* DIRECTIONS
Using the material below, print the line that contains "written like (638,522).", the line that contains "written like (267,385).", and every line in between, exactly and nothing else.

* RECORD SET
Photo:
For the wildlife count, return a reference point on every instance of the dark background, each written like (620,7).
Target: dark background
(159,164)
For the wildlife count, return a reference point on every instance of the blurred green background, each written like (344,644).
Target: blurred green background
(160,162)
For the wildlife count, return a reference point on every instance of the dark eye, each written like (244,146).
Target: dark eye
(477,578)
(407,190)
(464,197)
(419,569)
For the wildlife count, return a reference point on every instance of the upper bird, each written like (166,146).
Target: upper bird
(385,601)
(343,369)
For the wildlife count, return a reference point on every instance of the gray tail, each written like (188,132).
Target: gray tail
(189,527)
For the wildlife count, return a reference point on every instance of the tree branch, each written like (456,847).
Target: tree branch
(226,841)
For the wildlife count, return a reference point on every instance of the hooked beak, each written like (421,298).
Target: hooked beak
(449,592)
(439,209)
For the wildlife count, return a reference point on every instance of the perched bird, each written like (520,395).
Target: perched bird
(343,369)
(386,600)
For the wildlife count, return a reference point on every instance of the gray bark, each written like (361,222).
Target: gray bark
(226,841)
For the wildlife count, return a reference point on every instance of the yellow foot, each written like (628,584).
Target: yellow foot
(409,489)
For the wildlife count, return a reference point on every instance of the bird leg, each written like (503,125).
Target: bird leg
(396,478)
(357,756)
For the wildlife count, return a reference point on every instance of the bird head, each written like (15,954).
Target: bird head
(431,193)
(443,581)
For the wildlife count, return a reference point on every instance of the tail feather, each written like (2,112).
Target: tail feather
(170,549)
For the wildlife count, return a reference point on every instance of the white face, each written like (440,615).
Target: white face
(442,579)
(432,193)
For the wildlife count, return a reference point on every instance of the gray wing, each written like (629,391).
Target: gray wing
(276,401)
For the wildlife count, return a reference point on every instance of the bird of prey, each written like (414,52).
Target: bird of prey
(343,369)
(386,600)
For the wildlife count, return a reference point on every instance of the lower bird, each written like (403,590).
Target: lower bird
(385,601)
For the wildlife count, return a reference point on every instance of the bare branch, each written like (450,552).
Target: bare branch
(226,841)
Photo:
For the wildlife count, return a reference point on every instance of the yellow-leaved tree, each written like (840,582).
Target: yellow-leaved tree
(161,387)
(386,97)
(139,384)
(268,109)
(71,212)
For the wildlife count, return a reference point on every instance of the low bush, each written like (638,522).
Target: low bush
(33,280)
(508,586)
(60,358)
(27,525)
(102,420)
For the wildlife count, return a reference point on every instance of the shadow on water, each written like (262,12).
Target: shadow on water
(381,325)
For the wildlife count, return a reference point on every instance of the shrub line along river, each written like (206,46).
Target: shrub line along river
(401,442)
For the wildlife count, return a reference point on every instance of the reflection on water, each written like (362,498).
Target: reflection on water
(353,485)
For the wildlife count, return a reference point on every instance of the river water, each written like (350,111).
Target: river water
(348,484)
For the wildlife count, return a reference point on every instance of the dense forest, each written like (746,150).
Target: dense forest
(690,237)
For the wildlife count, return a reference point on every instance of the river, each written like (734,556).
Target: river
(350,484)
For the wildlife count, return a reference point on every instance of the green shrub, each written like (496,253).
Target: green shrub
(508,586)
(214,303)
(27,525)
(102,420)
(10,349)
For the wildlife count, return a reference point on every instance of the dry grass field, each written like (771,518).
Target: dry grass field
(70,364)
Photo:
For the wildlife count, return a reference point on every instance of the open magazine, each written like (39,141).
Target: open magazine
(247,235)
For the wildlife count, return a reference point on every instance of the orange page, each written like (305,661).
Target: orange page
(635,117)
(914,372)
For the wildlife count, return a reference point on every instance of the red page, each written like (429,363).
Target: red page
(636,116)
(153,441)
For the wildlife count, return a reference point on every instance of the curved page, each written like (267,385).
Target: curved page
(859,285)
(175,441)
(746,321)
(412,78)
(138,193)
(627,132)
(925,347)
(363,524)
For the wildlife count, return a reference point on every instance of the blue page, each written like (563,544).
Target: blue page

* RESPONSE TO THIS TASK
For the wildlife count, return a reference point on every instance of the low bush, each written like (638,522).
Target: low bush
(33,280)
(508,586)
(60,358)
(27,525)
(102,420)
For the wildlife count, return a reference point on every instance of the shadow on water, each written like (262,12).
Target: shadow on water
(381,325)
For the wildlife count, return a reference point on every instance of the shrub line along river, each written like (206,46).
Target: shrub line along river
(401,442)
For the wildlife count, return a reference point on every instance of the reflection on water, each written like (362,498).
Target: reflection on water
(353,485)
For the wildlife count, return a reference point on every instance of the river water, each written like (350,111).
Target: river water
(348,484)
For the wildlife count, return a reference point on every instance of the dense forest, each written like (746,150).
Target: dense forest
(690,237)
For the wildlife count, return a reference point on every instance of the river, each written like (734,556).
Target: river
(350,484)
For the wildlife count, return a reference point on every instance of the green shrub, each written like (496,253).
Target: green shrub
(508,586)
(214,303)
(27,525)
(102,420)
(10,349)
For the wildlife count, return a reference point on every instance of the dry grass field, each written like (771,518).
Target: dry grass field
(70,364)
Photo:
For the wildlife count, return a reference point on every instance of the open magazine, each written like (39,141).
Target: open magazine
(247,235)
For the wildlife count, return a reference point on every instance of the orange page, each written like (305,661).
Target: orange page
(635,117)
(914,372)
For the wildlife count, return a reference point on every instance of the red page, each written like (429,363).
Target: red page
(636,116)
(153,441)
For the wildlife count, return a reference point on every instance of the curved page, each written like (267,385).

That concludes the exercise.